■ **Exercise data**
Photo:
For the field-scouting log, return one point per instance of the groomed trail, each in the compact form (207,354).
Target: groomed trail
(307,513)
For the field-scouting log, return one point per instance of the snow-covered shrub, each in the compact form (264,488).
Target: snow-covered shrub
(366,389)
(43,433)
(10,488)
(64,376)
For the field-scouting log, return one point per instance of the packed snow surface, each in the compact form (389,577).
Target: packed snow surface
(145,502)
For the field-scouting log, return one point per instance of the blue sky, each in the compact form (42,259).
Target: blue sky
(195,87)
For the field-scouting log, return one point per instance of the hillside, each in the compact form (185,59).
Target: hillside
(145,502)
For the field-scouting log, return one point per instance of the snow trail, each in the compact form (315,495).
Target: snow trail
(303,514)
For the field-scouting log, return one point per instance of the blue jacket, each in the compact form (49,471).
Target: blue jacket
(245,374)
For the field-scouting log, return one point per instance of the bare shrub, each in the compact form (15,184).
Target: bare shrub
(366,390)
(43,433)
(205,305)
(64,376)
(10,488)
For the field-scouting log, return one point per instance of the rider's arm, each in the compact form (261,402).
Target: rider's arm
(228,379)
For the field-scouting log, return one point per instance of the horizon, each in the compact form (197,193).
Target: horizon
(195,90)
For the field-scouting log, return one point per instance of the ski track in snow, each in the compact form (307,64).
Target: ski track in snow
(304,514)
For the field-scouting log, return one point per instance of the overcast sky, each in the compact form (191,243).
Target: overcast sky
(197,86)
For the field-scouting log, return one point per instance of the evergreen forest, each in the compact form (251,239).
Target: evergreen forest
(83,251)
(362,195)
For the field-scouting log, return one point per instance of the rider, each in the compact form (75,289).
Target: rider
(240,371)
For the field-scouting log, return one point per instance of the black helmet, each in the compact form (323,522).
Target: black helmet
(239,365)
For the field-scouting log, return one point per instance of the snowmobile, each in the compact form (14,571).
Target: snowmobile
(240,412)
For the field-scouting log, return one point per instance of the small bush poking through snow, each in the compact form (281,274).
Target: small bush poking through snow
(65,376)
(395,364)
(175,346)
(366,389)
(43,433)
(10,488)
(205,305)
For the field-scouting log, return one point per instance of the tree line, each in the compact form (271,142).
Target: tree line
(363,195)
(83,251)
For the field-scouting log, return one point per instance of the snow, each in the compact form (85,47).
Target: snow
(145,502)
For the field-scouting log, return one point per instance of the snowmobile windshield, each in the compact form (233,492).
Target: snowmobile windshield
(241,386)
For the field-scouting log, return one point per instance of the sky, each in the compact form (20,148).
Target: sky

■ **Work item**
Your job is to reproduce the listing exactly.

■ **Solution to the problem**
Photo:
For the field-scouting log, return one point per instance of the groomed trail, each in the compact form (207,354).
Target: groomed trail
(307,513)
For the field-scouting log, return one point per instance of the snow-covered shrub, each in the compact form (264,488).
Target: snow-covered shrub
(366,389)
(43,433)
(10,488)
(64,376)
For the field-scouting log, return one point per instance of the packed snow surface, each in the compact form (389,577).
Target: packed snow surface
(145,502)
For the field-scouting log, return one point per instance of the blue sky, each in the compact form (42,259).
Target: blue sky
(195,87)
For the field-scouting log, return one point per instance of the hillside, each in the compact form (185,59).
Target: hillside
(145,502)
For the field-scouting log, return one point per instance of the snow trail, each in the compact form (315,495).
Target: snow trail
(303,514)
For the field-scouting log, return one point per instance of the blue jacket, each in the compact form (49,471).
Target: blue jacket
(245,374)
For the field-scouting log, return one point per instance of the bare shrub, each in the compact form (15,184).
Target: bare shrub
(366,390)
(43,433)
(205,305)
(64,376)
(10,488)
For the field-scouting log, return one point per instance of the rider's arm, each in the compact form (261,402).
Target: rider's arm
(228,379)
For the field-scouting log, return one point per instance of the horizon, each in the compact form (197,193).
Target: horizon
(195,90)
For the field-scouting log, return one point per instance of the ski track in snow, each in the compact form (307,64).
Target: ski track in snow
(304,514)
For the field-scouting log, return one point per instance of the overcast sky, each in the compact form (191,243).
Target: overcast sky
(197,86)
For the field-scouting log, return one point per instance of the evergreen forest, each in the compact form (251,239).
Target: evergreen forest
(83,251)
(362,195)
For the field-scouting log, return one point per instance of the rider, each in the compact form (75,289).
Target: rider
(240,371)
For the field-scouting log, return one point per instance of the black helmet, each in the compact form (323,522).
Target: black helmet
(239,365)
For the field-scouting log, return one point per instance of the snowmobile, each in the compact form (14,571).
Target: snowmobile
(240,412)
For the field-scouting log, return one point per instance of the small bush poking through snow, each in the compact form (281,274).
Target: small bush poking through snow
(65,376)
(395,364)
(175,346)
(366,389)
(43,433)
(10,488)
(205,305)
For the field-scouting log, return one point per instance of the tree line, each in the compact form (271,142).
Target: tree line
(363,195)
(83,251)
For the field-scouting log, return one point per instance of the snow, each in the compact form (85,47).
Target: snow
(145,502)
For the field-scouting log, return one point per instance of the snowmobile windshield, each in the compact form (233,492).
Target: snowmobile windshield
(241,386)
For the field-scouting log, return one point per instance of the sky, each in the compact form (20,148).
Target: sky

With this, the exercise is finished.